■ Entries provided ■
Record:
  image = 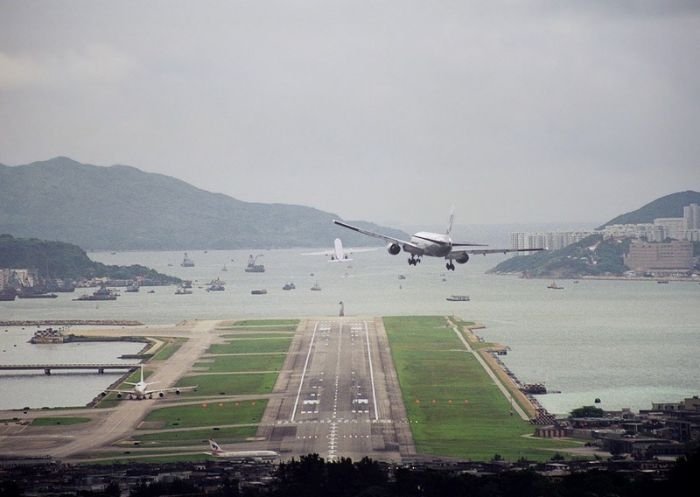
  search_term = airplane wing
[333,219,420,252]
[143,385,197,395]
[445,249,544,259]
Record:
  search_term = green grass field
[207,336,292,354]
[195,354,286,373]
[222,319,299,329]
[153,338,186,361]
[384,316,575,460]
[32,417,90,426]
[127,426,258,450]
[221,330,294,339]
[144,399,267,429]
[177,373,277,397]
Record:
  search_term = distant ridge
[0,157,407,250]
[597,190,700,229]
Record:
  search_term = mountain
[488,235,629,279]
[0,235,180,285]
[488,191,700,278]
[598,190,700,229]
[0,157,407,250]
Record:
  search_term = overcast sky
[0,0,700,224]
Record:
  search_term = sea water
[0,248,700,414]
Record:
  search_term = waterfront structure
[624,240,693,272]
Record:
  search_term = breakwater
[0,319,143,326]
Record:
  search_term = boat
[180,252,194,267]
[447,295,471,302]
[73,286,118,301]
[245,254,265,273]
[0,288,17,302]
[17,292,58,299]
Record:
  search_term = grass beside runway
[32,417,91,426]
[124,425,258,444]
[221,330,295,339]
[207,336,293,354]
[177,372,278,397]
[138,399,267,429]
[152,338,187,361]
[220,319,299,331]
[384,316,575,460]
[195,354,287,373]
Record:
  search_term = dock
[0,363,140,375]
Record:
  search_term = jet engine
[386,243,401,255]
[455,254,469,264]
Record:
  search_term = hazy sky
[0,0,700,224]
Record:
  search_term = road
[259,318,415,461]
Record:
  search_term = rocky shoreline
[0,319,143,326]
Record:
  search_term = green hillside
[488,235,629,278]
[0,157,406,250]
[0,235,180,284]
[598,190,700,229]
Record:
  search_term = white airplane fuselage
[404,231,452,257]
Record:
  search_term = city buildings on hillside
[601,204,700,242]
[623,240,693,274]
[510,231,595,250]
[0,268,36,290]
[510,204,700,250]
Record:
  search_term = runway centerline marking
[291,321,318,421]
[363,321,379,421]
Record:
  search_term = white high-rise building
[654,217,688,240]
[683,204,700,230]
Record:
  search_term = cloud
[0,52,42,90]
[0,43,138,90]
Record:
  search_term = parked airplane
[333,213,542,271]
[207,439,279,460]
[103,364,197,400]
[303,238,376,262]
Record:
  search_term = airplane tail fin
[333,238,345,261]
[209,439,223,455]
[445,206,455,235]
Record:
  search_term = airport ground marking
[363,321,379,421]
[291,321,318,421]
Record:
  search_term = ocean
[0,248,700,414]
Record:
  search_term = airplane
[205,439,279,460]
[102,364,197,400]
[333,212,543,271]
[302,238,377,262]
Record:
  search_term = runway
[259,318,415,461]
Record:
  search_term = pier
[0,363,140,375]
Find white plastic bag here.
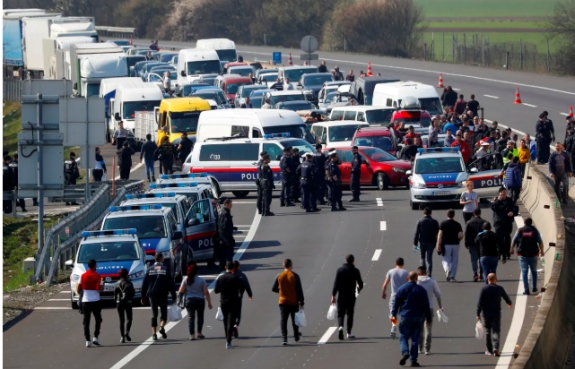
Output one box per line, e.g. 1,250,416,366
475,322,483,341
437,309,449,323
327,304,337,320
294,310,307,327
216,308,224,322
168,304,182,322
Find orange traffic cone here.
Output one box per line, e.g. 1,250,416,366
514,87,523,104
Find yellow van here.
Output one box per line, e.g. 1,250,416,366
156,97,211,146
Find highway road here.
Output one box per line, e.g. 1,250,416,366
3,40,575,369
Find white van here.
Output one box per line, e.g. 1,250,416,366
178,49,222,86
196,109,315,143
110,82,164,131
372,81,443,115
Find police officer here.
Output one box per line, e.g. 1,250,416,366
142,252,176,341
260,155,276,217
312,144,327,205
64,152,80,205
349,146,361,202
280,147,295,206
329,152,347,211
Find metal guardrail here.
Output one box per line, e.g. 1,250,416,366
31,181,145,284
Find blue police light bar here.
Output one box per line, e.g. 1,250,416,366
160,173,208,179
82,228,137,238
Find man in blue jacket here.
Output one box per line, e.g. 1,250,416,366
391,272,433,366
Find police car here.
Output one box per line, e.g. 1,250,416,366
406,147,501,210
66,228,146,309
182,133,315,197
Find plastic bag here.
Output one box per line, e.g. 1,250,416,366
437,309,449,323
168,304,182,322
216,308,224,322
475,322,483,341
294,310,307,327
327,304,337,320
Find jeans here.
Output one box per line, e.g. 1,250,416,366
519,256,537,292
441,245,459,278
483,316,501,353
479,256,499,284
116,304,132,337
469,246,483,276
280,304,299,342
82,301,102,341
399,317,424,362
186,298,206,336
419,242,435,277
337,296,355,334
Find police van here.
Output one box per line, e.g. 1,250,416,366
66,228,146,309
406,147,501,210
184,132,315,198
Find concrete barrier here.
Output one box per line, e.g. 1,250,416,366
511,165,575,369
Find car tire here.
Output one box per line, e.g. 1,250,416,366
375,172,389,191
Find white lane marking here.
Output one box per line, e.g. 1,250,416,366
111,211,262,369
317,327,337,345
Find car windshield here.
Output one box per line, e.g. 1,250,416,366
123,100,160,119
361,147,397,163
216,49,238,62
328,124,359,142
186,60,221,76
353,136,394,151
264,123,315,144
365,109,393,124
303,73,333,86
102,215,167,239
170,111,200,133
77,241,140,264
415,156,465,174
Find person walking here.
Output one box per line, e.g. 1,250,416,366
142,252,176,341
391,272,433,366
178,261,212,341
491,187,519,264
437,209,463,282
476,273,513,356
214,261,244,349
417,265,443,355
381,258,408,338
464,208,485,282
331,254,363,340
76,259,104,347
548,142,573,204
413,207,439,277
272,259,305,346
510,218,545,295
459,181,479,223
233,260,254,338
114,268,136,343
140,133,158,182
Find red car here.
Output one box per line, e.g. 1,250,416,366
323,146,411,190
352,126,399,155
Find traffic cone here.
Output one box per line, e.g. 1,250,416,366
514,87,523,104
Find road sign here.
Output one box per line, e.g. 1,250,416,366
300,35,319,54
272,51,282,64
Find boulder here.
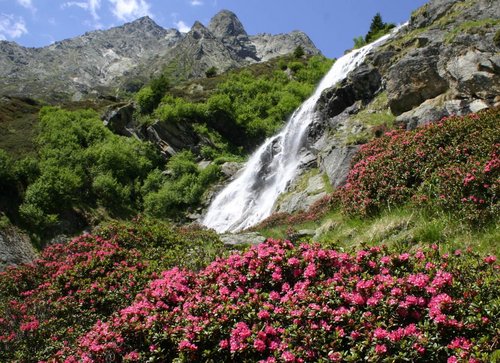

■ Exercise ■
Write out again, word for word, the stretch of the entries from their start through the line containing "[17,292,58,299]", including both ends. Leave the pictures out of the answer.

■ Written answer ■
Record:
  image = 
  search_term = airplane wing
[333,219,420,252]
[143,385,197,395]
[445,249,544,259]
Record:
  search_term = green grass field
[207,336,292,354]
[195,354,286,373]
[222,319,299,329]
[153,338,186,361]
[384,316,575,460]
[32,417,90,426]
[127,426,258,450]
[221,330,294,339]
[144,399,267,429]
[177,373,277,397]
Record:
  search_term = distant ridge
[0,157,407,250]
[597,190,700,229]
Record:
  search_term = mountain
[488,235,629,279]
[0,235,180,285]
[488,191,700,278]
[598,190,700,229]
[0,157,407,250]
Record:
  search_term = overcast sky
[0,0,700,224]
Record:
  search_term = sea water
[0,248,700,414]
Record:
  search_term = waterfront structure
[624,240,693,272]
Record:
  search_term = breakwater
[0,319,143,326]
Record:
  search_term = boat
[180,252,194,267]
[447,295,471,302]
[73,286,118,301]
[245,254,265,273]
[0,288,17,302]
[17,292,58,299]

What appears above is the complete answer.